◆ Source ◆
══════════════════════════════
TRADE is about power. That is why, in post-Brexit Britain, and with Donald Trump in the White House, our trading relationships will be of paramount importance. They will define the UK’s approach to issues such as immigration, food, finance, and the protection of public services.
Many campaigners have spent the past two years trying to defeat the Transatlantic Trade and Investment Partnership (TTIP), the United States-European Union deal that threatens to extend further the power of big business over our laws. The campaigning appears to have succeeded: TTIP looks like a dead man walking (and has done for some time, certainly well before Mr Trump attempted to exploit the issue during his election campaign). But campaigning for trade justice remains more important than ever.
No one understands the relationship between trade and power better than the British. We built our wealth trading slaves from Africa. We destroyed the economy of India, one of the most prosperous regions of the world, by undermining its textile trade. We forced mass opium addiction on China, and decimated the population of Ireland under the rubric of “free trade”.
The global trading system remains skewed towards richer countries. Decades after the fall of European empires, many poorer nations remain locked into providing the low-value materials that richer countries use to build real wealth.
══════════════════════════════
◆ Given material ◆
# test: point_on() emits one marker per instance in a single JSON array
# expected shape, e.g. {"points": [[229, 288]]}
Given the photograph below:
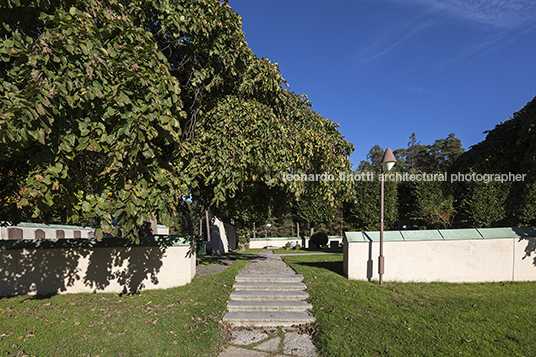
══════════════════════════════
◆ What is asked ◆
1/ Please transcribe everything in the trade article from "TRADE is about" down to "of public services.".
2/ Pick up the article on trade and power after its final sentence and keep writing.

◆ Task answers ◆
1/
TRADE is about power. That is why, in post-Brexit Britain, and with Donald Trump in the White House, our trading relationships will be of paramount importance. They will define the UK’s approach to issues such as immigration, food, finance, and the protection of public services.

2/
THERE is also, however, a growing realisation within rich countries that trade is not always an unquestioned good. Some areas of Europe and the US have been impoverished by the ability of corporations to “offshore”: to find cheaper labour or lower standards elsewhere. That has led to a backlash against the global trade system, which was reflected in the US presidential campaigns of Mr Trump on the Right, and of Bernie Sanders on the Left.
The backlash against the global trade system has taken aim at a series of so-called “new-generation” trade deals, including TTIP. These deals have almost nothing to do with reducing tariffs — the traditional free-trade agenda — but, rather, seek to remove “regulatory barriers to trade”. It turns out that these regulatory barriers include things that we often like, such as laws against antibiotic use in meat, minimum-wage legislation, rules to stop the creation of dangerous financial derivatives, and governments’ ability to support their own farmers.
These corporate trade deals turn every aspect of society into a gigantic marketplace — and they set up mechanisms to enforce that vision. Most of them include special legal panels open only to foreign corporations: special “corporate courts” that can be used to sue governments for taking action that damages corporate investment.
This allows big businesses to sue governments for damaging their profits. Cases to date include tobacco corporations’ suing Australia for putting cigarettes in plain packaging, and Uruguay for increasing the size of cigarette health-warnings; a waste-water company’s suing Egypt for increasing the minimum wage; an energy company’s suing Germany for improved health-and-safety standards on a coal-fired power station; and an oil corporation’s suing Canada over a moratorium on fracking.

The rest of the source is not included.